◆ Was gefragt ist ◆
Wandle alle Einträge unten in eine nummerierte Liste um und lass leere Zeilen dabei weg.

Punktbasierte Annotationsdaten
....

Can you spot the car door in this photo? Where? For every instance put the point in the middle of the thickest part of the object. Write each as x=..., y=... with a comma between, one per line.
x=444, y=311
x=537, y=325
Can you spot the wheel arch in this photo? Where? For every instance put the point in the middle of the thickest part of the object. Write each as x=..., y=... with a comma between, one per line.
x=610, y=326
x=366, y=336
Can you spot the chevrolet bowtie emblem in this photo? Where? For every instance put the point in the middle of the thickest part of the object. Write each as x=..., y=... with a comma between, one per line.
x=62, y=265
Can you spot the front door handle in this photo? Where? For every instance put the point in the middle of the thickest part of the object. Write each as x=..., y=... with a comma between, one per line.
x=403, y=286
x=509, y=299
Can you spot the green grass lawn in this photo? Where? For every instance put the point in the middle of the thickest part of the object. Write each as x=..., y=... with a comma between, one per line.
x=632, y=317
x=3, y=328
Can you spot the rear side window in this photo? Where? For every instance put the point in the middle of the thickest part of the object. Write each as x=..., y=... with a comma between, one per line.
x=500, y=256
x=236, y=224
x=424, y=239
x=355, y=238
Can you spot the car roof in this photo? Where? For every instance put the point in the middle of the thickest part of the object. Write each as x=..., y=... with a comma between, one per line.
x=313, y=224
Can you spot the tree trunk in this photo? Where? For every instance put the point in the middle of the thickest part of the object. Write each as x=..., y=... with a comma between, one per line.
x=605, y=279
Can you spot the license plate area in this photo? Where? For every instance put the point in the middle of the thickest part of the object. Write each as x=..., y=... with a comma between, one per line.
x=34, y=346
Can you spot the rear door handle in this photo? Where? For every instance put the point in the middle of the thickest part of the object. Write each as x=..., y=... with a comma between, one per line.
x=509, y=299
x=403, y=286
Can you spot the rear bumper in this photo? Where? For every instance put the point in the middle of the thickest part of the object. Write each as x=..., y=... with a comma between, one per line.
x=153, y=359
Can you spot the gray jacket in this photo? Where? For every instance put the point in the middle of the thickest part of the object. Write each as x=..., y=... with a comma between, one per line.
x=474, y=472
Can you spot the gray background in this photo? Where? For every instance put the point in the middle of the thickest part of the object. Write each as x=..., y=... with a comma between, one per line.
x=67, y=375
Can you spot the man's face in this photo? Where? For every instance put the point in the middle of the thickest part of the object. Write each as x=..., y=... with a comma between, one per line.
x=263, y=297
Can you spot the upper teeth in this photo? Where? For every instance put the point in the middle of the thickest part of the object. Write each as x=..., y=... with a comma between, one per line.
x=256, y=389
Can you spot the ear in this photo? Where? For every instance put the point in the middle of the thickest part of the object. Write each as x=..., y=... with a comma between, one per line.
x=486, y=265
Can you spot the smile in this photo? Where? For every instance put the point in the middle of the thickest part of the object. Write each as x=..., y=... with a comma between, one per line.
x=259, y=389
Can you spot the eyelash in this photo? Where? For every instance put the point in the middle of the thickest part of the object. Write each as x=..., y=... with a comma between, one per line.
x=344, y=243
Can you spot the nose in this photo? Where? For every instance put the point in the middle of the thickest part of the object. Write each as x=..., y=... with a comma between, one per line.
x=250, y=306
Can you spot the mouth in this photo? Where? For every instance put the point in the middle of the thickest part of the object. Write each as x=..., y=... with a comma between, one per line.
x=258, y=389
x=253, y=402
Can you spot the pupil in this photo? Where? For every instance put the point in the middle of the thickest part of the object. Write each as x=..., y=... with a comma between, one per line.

....

◆ Vollständige Antwort ◆
1. Can you spot the car door in this photo? Where? For every instance put the point in the middle of the thickest part of the object. Write each as x=..., y=... with a comma between, one per line.
2. x=444, y=311
3. x=537, y=325
4. Can you spot the wheel arch in this photo? Where? For every instance put the point in the middle of the thickest part of the object. Write each as x=..., y=... with a comma between, one per line.
5. x=610, y=326
6. x=366, y=336
7. Can you spot the chevrolet bowtie emblem in this photo? Where? For every instance put the point in the middle of the thickest part of the object. Write each as x=..., y=... with a comma between, one per line.
8. x=62, y=265
9. Can you spot the front door handle in this photo? Where? For every instance put the point in the middle of the thickest part of the object. Write each as x=..., y=... with a comma between, one per line.
10. x=403, y=286
11. x=509, y=299
12. Can you spot the green grass lawn in this photo? Where? For every instance put the point in the middle of the thickest part of the object. Write each as x=..., y=... with a comma between, one per line.
13. x=632, y=317
14. x=3, y=328
15. Can you spot the rear side window in this photo? Where? For every instance put the point in the middle of the thickest part of the object. Write each as x=..., y=... with a comma between, one per line.
16. x=500, y=256
17. x=236, y=224
18. x=424, y=239
19. x=355, y=238
20. Can you spot the car roof in this photo? Where? For every instance put the point in the middle of the thickest part of the object. Write each as x=..., y=... with a comma between, one per line.
21. x=313, y=224
22. Can you spot the tree trunk in this photo? Where? For every instance put the point in the middle of the thickest part of the object. Write each as x=..., y=... with a comma between, one per line.
23. x=605, y=279
24. Can you spot the license plate area in this photo? Where? For every instance put the point in the middle of the thickest part of the object. Write each as x=..., y=... with a comma between, one per line.
25. x=34, y=346
26. Can you spot the rear door handle in this photo? Where? For every instance put the point in the middle of the thickest part of the object. Write each as x=..., y=... with a comma between, one per line.
27. x=509, y=299
28. x=403, y=286
29. Can you spot the rear bumper in this photo? Where? For every instance put the point in the middle of the thickest part of the object. Write each as x=..., y=... with a comma between, one per line.
30. x=153, y=359
31. Can you spot the gray jacket in this photo? Where? For every instance put the point in the middle of the thickest part of the object. Write each as x=..., y=... with a comma between, one per line.
32. x=474, y=472
33. Can you spot the gray background in this photo? Where? For every instance put the point in the middle of the thickest part of the object. Write each as x=..., y=... with a comma between, one per line.
34. x=67, y=375
35. Can you spot the man's face in this photo? Where? For every instance put the point in the middle of the thickest part of the object. Write each as x=..., y=... with a comma between, one per line.
36. x=263, y=297
37. Can you spot the upper teeth in this photo? Where? For every instance put the point in the middle of the thickest part of the object. Write each as x=..., y=... with a comma between, one per line.
38. x=256, y=389
39. Can you spot the ear in this photo? Where? For every instance put the point in the middle of the thickest part of the object. Write each as x=..., y=... with a comma between, one per line.
40. x=486, y=265
41. Can you spot the smile in this photo? Where? For every instance put the point in the middle of the thickest part of the object. Write each as x=..., y=... with a comma between, one per line.
42. x=259, y=389
43. Can you spot the eyelash in this photo? Where? For every instance put the point in the middle of the thickest part of the object. Write each as x=..., y=... with a comma between, one per line.
44. x=344, y=243
45. Can you spot the nose in this photo? Where? For every instance put the point in the middle of the thickest part of the object. Write each as x=..., y=... with a comma between, one per line.
46. x=250, y=306
47. Can you spot the mouth in this photo? Where? For every instance put the point in the middle of the thickest part of the object. Write each as x=..., y=... with a comma between, one per line.
48. x=258, y=389
49. x=253, y=402
50. Can you spot the pupil in this photo? Where? For every instance put the point in the middle of the thickest part of the object. Write each as x=..., y=... with a comma between, one per line.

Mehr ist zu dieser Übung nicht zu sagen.